(INPUT DATA Opens)
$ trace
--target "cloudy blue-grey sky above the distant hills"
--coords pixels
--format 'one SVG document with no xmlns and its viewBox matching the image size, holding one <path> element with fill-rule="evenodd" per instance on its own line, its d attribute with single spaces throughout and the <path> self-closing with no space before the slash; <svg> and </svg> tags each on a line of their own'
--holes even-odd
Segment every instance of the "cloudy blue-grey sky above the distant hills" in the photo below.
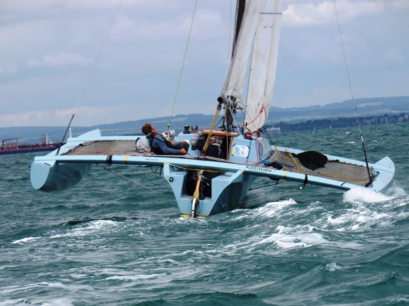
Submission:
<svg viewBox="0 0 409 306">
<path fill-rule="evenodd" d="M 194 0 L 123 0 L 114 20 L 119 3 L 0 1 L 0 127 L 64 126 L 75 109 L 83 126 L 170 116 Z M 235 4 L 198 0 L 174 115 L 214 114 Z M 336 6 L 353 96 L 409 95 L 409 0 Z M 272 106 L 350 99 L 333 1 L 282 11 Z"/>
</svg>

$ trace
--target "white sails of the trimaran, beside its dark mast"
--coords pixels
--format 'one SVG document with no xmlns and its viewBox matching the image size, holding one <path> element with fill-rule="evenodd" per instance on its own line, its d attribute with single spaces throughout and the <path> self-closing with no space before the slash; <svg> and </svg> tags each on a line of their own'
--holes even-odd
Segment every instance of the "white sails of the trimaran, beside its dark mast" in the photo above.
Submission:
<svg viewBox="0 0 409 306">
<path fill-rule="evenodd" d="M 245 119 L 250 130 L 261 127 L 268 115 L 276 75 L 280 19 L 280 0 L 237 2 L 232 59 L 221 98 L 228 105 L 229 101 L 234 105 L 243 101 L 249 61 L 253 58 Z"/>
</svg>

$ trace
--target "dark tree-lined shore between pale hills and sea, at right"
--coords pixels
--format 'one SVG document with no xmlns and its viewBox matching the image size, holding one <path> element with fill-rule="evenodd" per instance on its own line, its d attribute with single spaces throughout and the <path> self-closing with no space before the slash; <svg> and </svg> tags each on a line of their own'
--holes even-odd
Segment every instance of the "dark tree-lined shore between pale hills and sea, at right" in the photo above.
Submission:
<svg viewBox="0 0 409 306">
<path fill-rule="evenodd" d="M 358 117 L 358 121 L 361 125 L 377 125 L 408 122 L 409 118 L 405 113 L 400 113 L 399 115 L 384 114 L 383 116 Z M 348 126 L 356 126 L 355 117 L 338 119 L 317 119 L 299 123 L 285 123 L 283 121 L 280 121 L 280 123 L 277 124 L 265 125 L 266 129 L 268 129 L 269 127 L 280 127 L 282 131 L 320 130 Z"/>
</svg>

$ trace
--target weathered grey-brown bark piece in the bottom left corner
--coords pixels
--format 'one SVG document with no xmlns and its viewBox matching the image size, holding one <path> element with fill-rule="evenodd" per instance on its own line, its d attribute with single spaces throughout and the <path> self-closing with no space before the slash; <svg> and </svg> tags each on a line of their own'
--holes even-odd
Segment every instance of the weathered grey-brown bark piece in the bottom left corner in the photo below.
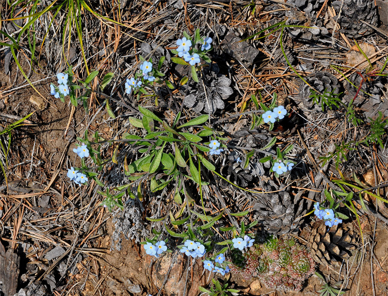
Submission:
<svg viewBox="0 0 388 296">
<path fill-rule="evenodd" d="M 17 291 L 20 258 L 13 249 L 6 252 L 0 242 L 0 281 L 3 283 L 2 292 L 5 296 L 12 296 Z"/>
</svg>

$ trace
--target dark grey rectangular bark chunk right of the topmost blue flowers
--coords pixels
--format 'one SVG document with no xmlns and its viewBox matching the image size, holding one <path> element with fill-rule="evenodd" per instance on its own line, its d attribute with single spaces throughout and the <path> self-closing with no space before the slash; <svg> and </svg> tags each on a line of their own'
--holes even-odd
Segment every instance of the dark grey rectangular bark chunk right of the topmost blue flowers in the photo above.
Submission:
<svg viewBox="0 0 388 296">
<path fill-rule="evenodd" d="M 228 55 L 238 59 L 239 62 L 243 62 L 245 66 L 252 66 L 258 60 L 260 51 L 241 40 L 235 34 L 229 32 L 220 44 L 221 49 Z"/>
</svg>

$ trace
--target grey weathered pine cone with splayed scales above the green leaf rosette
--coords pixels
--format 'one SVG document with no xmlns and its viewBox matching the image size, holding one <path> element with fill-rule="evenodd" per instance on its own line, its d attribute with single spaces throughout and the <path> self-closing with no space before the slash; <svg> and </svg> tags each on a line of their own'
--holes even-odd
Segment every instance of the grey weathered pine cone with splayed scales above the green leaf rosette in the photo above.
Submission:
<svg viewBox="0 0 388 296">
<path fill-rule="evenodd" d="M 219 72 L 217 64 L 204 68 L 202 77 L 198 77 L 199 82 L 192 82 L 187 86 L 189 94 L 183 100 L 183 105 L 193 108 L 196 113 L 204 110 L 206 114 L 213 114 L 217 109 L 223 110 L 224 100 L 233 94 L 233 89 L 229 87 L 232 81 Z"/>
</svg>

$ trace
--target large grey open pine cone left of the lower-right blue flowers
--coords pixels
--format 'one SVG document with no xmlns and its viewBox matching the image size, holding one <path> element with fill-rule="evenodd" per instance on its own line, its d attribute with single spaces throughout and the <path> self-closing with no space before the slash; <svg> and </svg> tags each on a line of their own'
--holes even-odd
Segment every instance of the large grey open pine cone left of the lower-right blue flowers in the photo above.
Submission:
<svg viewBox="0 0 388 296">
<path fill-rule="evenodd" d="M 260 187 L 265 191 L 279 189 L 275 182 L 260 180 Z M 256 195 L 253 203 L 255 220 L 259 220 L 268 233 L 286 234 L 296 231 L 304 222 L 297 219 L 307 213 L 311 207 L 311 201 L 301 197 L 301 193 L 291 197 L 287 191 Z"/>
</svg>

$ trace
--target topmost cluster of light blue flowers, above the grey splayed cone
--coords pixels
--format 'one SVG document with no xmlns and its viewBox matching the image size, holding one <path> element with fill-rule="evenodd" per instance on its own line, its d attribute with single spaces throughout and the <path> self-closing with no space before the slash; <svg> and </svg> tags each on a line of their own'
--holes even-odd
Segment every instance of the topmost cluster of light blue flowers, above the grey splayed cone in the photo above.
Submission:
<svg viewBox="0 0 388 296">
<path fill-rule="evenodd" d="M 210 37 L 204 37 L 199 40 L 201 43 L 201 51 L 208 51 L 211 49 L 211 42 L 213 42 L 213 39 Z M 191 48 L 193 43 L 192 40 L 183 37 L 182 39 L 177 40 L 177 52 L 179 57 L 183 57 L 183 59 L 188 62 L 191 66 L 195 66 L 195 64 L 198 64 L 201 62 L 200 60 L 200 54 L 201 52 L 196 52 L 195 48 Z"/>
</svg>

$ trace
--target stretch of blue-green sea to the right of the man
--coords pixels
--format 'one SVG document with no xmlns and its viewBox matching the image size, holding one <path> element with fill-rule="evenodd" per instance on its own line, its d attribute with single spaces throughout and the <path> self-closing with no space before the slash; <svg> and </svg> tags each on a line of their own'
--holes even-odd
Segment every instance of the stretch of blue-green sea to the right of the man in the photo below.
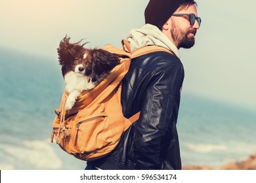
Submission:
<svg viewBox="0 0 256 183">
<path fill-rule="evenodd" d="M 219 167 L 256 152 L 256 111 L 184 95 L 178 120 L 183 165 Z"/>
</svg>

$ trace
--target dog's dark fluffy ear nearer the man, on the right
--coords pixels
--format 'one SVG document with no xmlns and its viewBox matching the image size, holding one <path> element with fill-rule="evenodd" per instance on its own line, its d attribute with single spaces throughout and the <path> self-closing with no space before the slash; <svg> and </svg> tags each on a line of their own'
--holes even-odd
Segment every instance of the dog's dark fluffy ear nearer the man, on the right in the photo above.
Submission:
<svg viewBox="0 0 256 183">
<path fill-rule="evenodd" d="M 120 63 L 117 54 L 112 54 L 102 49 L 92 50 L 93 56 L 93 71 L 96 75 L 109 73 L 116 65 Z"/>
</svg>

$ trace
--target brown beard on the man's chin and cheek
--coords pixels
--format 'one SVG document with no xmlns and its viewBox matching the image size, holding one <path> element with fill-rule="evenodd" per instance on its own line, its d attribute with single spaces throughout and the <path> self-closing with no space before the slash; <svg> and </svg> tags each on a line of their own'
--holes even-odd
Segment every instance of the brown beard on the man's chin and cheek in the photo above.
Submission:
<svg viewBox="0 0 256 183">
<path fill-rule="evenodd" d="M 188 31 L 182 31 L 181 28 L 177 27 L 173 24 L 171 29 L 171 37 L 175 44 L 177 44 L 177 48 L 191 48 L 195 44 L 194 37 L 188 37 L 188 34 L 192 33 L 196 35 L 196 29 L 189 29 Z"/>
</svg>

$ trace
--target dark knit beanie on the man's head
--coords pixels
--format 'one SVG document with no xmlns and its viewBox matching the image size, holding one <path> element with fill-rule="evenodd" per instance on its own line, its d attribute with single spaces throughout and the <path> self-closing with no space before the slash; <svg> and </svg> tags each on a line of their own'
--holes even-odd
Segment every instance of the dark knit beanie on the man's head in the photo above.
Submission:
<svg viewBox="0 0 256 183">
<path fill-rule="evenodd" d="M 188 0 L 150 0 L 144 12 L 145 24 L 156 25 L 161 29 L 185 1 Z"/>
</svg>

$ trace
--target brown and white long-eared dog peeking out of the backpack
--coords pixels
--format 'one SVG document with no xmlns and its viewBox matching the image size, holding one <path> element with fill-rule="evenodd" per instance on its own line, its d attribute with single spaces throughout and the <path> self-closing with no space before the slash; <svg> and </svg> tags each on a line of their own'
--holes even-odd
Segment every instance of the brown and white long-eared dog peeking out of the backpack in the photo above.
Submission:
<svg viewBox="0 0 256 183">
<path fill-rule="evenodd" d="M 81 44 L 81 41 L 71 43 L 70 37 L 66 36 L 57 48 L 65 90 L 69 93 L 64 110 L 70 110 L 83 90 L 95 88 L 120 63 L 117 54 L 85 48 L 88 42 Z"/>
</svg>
(INPUT DATA Closes)
**TASK PROMPT**:
What is the number of lines in the data that contain "beanie"? Write that number and nothing else.

**WRITTEN SOLUTION**:
2